• [GIVEN TASK]:
Begin with the line containing "Please place a dot on the white column, one" and copy each line exactly through the last line of the entries, inclusive.

==================================================

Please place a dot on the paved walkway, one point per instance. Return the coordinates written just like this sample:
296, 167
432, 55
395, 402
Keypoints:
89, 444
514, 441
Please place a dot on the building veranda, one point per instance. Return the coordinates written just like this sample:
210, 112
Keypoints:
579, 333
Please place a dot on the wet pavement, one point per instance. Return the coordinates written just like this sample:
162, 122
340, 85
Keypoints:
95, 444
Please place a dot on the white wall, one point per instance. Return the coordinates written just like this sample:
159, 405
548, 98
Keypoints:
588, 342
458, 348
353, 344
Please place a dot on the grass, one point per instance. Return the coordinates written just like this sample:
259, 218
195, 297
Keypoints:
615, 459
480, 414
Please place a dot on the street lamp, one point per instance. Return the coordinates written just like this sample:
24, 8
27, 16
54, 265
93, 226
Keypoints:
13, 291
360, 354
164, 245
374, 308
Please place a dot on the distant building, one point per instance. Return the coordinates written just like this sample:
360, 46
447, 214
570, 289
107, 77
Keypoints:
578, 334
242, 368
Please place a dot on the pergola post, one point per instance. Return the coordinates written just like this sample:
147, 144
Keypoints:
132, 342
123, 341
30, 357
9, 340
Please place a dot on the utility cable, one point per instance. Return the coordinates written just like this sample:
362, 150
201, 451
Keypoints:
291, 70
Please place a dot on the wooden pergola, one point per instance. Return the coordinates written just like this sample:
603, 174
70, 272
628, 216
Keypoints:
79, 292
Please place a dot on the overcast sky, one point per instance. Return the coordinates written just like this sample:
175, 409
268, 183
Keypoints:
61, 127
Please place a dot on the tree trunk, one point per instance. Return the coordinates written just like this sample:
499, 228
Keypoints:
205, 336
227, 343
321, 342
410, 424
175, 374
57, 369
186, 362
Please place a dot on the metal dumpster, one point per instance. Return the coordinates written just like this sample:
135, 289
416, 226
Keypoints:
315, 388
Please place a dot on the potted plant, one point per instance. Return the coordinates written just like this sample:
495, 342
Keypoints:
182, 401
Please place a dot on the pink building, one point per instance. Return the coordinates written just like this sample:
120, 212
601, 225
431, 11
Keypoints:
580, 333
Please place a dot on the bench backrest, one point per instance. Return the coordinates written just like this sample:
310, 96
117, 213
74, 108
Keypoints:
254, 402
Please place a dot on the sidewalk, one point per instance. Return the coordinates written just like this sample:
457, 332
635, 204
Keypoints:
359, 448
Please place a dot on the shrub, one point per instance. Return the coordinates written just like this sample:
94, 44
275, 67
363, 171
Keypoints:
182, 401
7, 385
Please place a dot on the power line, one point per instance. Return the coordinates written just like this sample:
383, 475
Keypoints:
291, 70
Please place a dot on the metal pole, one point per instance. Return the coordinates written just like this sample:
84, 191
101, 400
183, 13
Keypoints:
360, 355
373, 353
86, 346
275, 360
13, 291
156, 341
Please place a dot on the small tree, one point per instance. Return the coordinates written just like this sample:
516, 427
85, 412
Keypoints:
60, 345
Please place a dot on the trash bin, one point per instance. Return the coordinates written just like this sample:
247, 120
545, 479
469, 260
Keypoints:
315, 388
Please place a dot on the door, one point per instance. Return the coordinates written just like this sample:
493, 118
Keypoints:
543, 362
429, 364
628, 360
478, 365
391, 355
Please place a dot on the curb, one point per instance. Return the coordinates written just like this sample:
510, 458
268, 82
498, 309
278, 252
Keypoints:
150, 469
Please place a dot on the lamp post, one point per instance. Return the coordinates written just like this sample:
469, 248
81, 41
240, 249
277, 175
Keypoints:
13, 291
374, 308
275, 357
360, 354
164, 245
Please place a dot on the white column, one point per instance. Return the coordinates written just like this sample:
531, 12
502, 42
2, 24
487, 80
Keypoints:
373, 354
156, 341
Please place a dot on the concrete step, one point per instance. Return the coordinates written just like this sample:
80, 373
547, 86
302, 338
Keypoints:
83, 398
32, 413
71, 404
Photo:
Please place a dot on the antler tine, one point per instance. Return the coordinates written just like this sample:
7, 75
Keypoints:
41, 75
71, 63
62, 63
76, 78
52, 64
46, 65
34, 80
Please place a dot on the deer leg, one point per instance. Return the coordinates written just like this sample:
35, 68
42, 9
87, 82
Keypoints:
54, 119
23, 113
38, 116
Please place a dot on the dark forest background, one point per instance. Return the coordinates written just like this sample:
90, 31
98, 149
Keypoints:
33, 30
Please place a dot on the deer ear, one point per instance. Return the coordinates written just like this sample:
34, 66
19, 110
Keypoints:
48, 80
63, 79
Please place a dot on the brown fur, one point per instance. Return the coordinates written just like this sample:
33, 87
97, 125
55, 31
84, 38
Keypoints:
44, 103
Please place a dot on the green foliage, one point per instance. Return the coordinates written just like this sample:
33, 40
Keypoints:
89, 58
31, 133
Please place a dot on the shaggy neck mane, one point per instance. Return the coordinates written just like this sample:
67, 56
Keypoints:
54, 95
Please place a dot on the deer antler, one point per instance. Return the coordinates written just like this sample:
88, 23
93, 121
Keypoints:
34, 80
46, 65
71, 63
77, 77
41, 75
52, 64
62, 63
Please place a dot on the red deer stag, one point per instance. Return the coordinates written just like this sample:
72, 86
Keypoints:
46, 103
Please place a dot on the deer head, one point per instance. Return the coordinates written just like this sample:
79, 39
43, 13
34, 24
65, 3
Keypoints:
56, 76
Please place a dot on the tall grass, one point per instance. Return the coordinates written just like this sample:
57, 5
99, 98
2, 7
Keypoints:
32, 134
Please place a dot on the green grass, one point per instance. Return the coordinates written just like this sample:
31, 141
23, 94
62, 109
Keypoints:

==================================================

• [CORRECT RESPONSE]:
Please place a dot on the white column, one point per instance. Return the coordinates written just like this sample:
531, 12
502, 42
2, 24
487, 80
Keypoints:
373, 354
156, 341
Please place a dot on the concrete step, one point per instance. Return the coordinates written just like this sample:
80, 373
547, 86
302, 338
Keypoints:
83, 398
32, 413
71, 404
Photo:
Please place a dot on the antler tine, one point per instance. Return the coordinates written just like this sample:
7, 75
Keypoints:
41, 75
71, 63
62, 63
76, 78
52, 64
46, 65
34, 80
Please place a dot on the deer leg, one point per instance. Return the coordinates written just like this sample:
35, 68
42, 9
87, 82
Keypoints:
54, 119
23, 113
38, 116
Please place a dot on the dark forest background, one point per instance. Return the coordinates written just like this sample:
90, 31
98, 149
Keypoints:
33, 30
Please place a dot on the deer ear, one point per instance. Return the coordinates written just like this sample:
34, 66
19, 110
Keypoints:
48, 80
63, 79
Please place a dot on the brown fur, one point per instance. Return the coordinates written just like this sample:
33, 87
97, 125
55, 31
84, 38
Keypoints:
44, 103
Please place a dot on the green foliage, one point per instance. Return the coordinates written just like this sample:
33, 40
Keypoints:
89, 58
31, 133
Please place a dot on the shaggy neck mane, one point per instance. Return the coordinates written just like this sample:
67, 56
Keypoints:
54, 95
Please place a dot on the deer antler, one point per instance. Return the coordinates written just like this sample:
88, 23
93, 121
Keypoints:
34, 80
46, 65
71, 63
77, 77
41, 75
52, 64
62, 63
Please place a dot on the red deer stag, one point per instance. Return the coordinates written just like this sample:
72, 86
Keypoints:
46, 103
Please place a dot on the deer head, one point per instance. Return the coordinates written just like this sample:
79, 39
43, 13
34, 24
65, 3
Keypoints:
56, 76
Please place a dot on the tall grass, one point per instance. Return the coordinates written just like this sample:
57, 5
99, 98
2, 7
Keypoints:
32, 134
Please place a dot on the green grass, one point per instance. Return the coordinates written just like this sample:
31, 141
23, 94
62, 109
Keypoints:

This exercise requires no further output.